- _What the exercise asks_: Repeat every one of the entries below word for word, leaving out the pictures.

- _Object pointing dataset rows_:
'''
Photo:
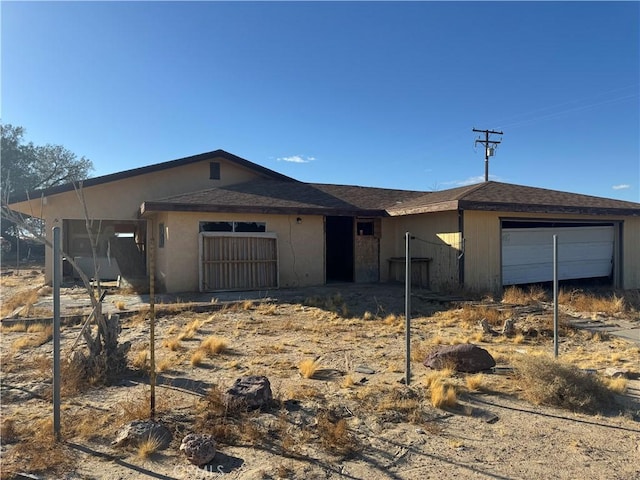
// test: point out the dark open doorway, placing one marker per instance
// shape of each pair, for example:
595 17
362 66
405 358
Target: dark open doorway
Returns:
339 245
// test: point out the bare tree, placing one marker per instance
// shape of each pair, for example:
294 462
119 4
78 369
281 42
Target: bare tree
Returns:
106 357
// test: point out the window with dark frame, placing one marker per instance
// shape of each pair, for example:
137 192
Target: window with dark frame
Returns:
365 228
233 227
161 235
214 170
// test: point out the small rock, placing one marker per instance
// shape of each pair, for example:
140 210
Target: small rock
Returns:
138 431
616 372
486 328
364 369
509 327
466 357
199 448
252 392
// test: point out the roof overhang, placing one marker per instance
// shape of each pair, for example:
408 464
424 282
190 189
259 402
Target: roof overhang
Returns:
152 207
540 208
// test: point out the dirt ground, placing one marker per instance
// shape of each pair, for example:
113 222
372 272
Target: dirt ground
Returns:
356 336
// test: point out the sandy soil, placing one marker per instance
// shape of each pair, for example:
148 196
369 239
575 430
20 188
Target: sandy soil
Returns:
393 431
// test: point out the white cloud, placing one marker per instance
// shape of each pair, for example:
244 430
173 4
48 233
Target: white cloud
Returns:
296 159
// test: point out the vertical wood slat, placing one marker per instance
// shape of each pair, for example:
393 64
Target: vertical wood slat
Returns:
239 262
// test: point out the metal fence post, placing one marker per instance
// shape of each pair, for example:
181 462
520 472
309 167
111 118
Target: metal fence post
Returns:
407 307
57 278
555 296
'''
- _Full answer_:
Photo:
// test: point out the dark open doorway, placing one marker per instance
// shape of each pair, for example:
595 17
362 66
405 358
Target: dark open doorway
Returns:
339 245
// test: point out the bare tree, placing one marker per instance
// shape of each pair, for example:
294 462
119 4
78 369
281 42
Target: bare tree
Returns:
106 357
// test: point out the window with dark frame, placing one marker per instance
// shape of each pair, for example:
137 192
Target: window with dark frame
Returns:
365 228
233 227
161 235
214 170
// test: point out the small rock, placing one marker per instance
// shape of each pair, for example:
140 210
Target: small rock
Returns:
138 431
616 372
486 328
364 369
509 327
466 357
199 448
252 392
// test: point out the roof overhang, placing one marker per instance
// shape of each pair, for example:
408 464
424 282
190 189
259 402
Target: roof overhang
Returns:
152 207
540 208
// test: point out the dirt ground, placing one marker per instance
// shape of each pair, for example:
113 222
372 272
Target: dirt ground
Returns:
356 336
// test: point out the sandy soil, placing one marker per instance
// shape of each pair, for example:
148 196
369 239
575 430
20 188
Target: sandy soil
Returns:
393 431
// test: point out the white cloud, placing one marker per instance
// shape of each pair, for example:
244 430
173 4
48 233
Target: white cloud
Returns:
296 159
// test: point out the vertical wood slat, placing one marker per instance
// shape of each pair, for example:
393 64
Target: vertical wood slat
Returns:
239 262
// test: point out the metal fence post, placing one marker per instance
// shape of each pair, for example:
181 462
520 472
309 167
111 118
Target: metal fence post
Returns:
407 307
57 278
555 296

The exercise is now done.